::: Data for processing

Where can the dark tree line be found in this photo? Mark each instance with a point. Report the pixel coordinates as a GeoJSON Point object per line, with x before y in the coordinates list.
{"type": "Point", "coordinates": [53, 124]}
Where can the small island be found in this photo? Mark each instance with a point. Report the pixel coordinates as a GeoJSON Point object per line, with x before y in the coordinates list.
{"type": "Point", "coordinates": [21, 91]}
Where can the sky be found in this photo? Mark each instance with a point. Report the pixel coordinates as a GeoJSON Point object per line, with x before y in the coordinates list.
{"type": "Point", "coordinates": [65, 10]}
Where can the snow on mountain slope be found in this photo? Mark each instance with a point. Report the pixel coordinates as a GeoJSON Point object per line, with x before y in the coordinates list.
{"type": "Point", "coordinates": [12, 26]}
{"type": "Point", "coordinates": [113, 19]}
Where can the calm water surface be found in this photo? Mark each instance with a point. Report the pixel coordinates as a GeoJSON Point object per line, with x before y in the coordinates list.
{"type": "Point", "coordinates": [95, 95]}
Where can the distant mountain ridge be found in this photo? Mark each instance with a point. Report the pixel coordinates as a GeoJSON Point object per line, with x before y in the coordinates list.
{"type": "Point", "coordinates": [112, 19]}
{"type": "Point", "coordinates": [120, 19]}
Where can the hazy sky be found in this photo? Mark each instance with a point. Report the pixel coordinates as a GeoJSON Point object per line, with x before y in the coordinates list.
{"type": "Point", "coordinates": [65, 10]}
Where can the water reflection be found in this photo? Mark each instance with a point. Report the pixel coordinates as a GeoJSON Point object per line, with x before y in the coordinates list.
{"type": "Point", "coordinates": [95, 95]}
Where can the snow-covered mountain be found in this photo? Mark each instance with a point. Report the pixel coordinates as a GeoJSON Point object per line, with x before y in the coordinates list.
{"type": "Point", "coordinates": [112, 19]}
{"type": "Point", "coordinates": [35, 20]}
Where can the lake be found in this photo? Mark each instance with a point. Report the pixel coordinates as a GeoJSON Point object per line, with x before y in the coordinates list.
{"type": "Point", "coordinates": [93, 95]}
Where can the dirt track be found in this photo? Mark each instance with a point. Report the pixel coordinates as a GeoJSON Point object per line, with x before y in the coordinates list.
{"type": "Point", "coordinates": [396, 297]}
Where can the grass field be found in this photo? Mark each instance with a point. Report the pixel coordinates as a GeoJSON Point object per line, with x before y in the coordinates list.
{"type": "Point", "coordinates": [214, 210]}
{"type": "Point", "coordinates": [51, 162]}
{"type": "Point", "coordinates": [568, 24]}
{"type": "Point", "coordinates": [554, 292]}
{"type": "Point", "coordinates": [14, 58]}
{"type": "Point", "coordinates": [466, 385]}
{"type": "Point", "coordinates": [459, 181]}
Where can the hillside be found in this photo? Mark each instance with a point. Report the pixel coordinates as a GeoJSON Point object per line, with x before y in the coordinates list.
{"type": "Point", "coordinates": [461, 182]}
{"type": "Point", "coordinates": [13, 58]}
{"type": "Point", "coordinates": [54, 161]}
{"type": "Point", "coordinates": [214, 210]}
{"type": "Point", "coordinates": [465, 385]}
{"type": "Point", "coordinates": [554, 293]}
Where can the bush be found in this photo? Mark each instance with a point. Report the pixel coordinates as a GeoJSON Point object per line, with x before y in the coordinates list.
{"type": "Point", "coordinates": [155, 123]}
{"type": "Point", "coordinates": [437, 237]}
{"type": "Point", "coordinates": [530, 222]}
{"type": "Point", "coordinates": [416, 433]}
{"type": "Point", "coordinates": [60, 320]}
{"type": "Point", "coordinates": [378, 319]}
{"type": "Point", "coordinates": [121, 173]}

::::::

■ **Exercise**
Each line of the data is to be transcribed exactly, with nothing left out.

■ **Exercise result**
Where can the dark tree line be found in this photo? Mark each instance with a point. Report the pixel coordinates as a GeoJSON Point object per line, with x before y in the coordinates list.
{"type": "Point", "coordinates": [53, 124]}
Where can the small island be found in this photo? Mark each instance with a point. Report the pixel coordinates as a GeoJSON Point object per line, with x before y in the coordinates list.
{"type": "Point", "coordinates": [21, 91]}
Where can the sky be found in this photo? Mark each instance with a point. Report the pixel coordinates as a GeoJSON Point object per line, with x before y in the coordinates list.
{"type": "Point", "coordinates": [65, 10]}
Where can the snow on mountain slope be found in this photo? Mark each instance with a point. Report the pixel coordinates as a GeoJSON Point object per line, with x before y in the coordinates list.
{"type": "Point", "coordinates": [12, 26]}
{"type": "Point", "coordinates": [113, 19]}
Where can the calm water surface be found in this photo? Mark each instance with a point. Report the pixel coordinates as a GeoJSON Point object per line, with x before y in the coordinates list.
{"type": "Point", "coordinates": [95, 95]}
Where can the distant mountain ridge be found in this photo? Mark each instance with a point. Report the pixel coordinates as a GeoJSON Point object per line, with x before y in the coordinates list.
{"type": "Point", "coordinates": [112, 19]}
{"type": "Point", "coordinates": [120, 19]}
Where can the hazy sky be found in this photo? Mark each instance with a point. Report the pixel coordinates as a GeoJSON Point object per line, with x before y in the coordinates list.
{"type": "Point", "coordinates": [65, 10]}
Where can the water reflection be found in this photo? Mark each instance with a point. Report the pixel coordinates as a GeoJSON Point object per line, with x before y in the coordinates list.
{"type": "Point", "coordinates": [95, 95]}
Where can the snow-covered mountain be found in this photo? Mark each instance with a point. Report the pixel coordinates as a GeoJSON Point object per line, with x before y in the coordinates list.
{"type": "Point", "coordinates": [112, 19]}
{"type": "Point", "coordinates": [35, 20]}
Where can the lake be found in this photo? Mark each instance with a point. Report the pixel coordinates as a GeoJSON Point object per line, with x before y in the coordinates list.
{"type": "Point", "coordinates": [93, 95]}
Where can the dirt track be found in this photo? Mark each instance with a point. Report the pixel coordinates as a GeoJSON Point object per line, with x before y in the coordinates list.
{"type": "Point", "coordinates": [396, 297]}
Where can the grass field be found in this photo? Mark each instance with a point. Report the pixel coordinates as a GeoJSON Point object per line, with x before y in the coordinates list.
{"type": "Point", "coordinates": [214, 210]}
{"type": "Point", "coordinates": [51, 162]}
{"type": "Point", "coordinates": [568, 24]}
{"type": "Point", "coordinates": [554, 292]}
{"type": "Point", "coordinates": [14, 58]}
{"type": "Point", "coordinates": [466, 385]}
{"type": "Point", "coordinates": [459, 181]}
Where can the hillside be found in this photo? Mark each instance with a point. Report the pixel coordinates as a GeoJSON Point object per line, with x before y in the coordinates list.
{"type": "Point", "coordinates": [461, 182]}
{"type": "Point", "coordinates": [13, 58]}
{"type": "Point", "coordinates": [54, 161]}
{"type": "Point", "coordinates": [214, 210]}
{"type": "Point", "coordinates": [465, 385]}
{"type": "Point", "coordinates": [554, 293]}
Where can the bush be found in this photo? Mark each instance with a point. Report the pixel coordinates as a GeoJSON Point object per line, with x before y in the coordinates list.
{"type": "Point", "coordinates": [155, 123]}
{"type": "Point", "coordinates": [437, 237]}
{"type": "Point", "coordinates": [530, 222]}
{"type": "Point", "coordinates": [416, 433]}
{"type": "Point", "coordinates": [60, 320]}
{"type": "Point", "coordinates": [378, 319]}
{"type": "Point", "coordinates": [121, 173]}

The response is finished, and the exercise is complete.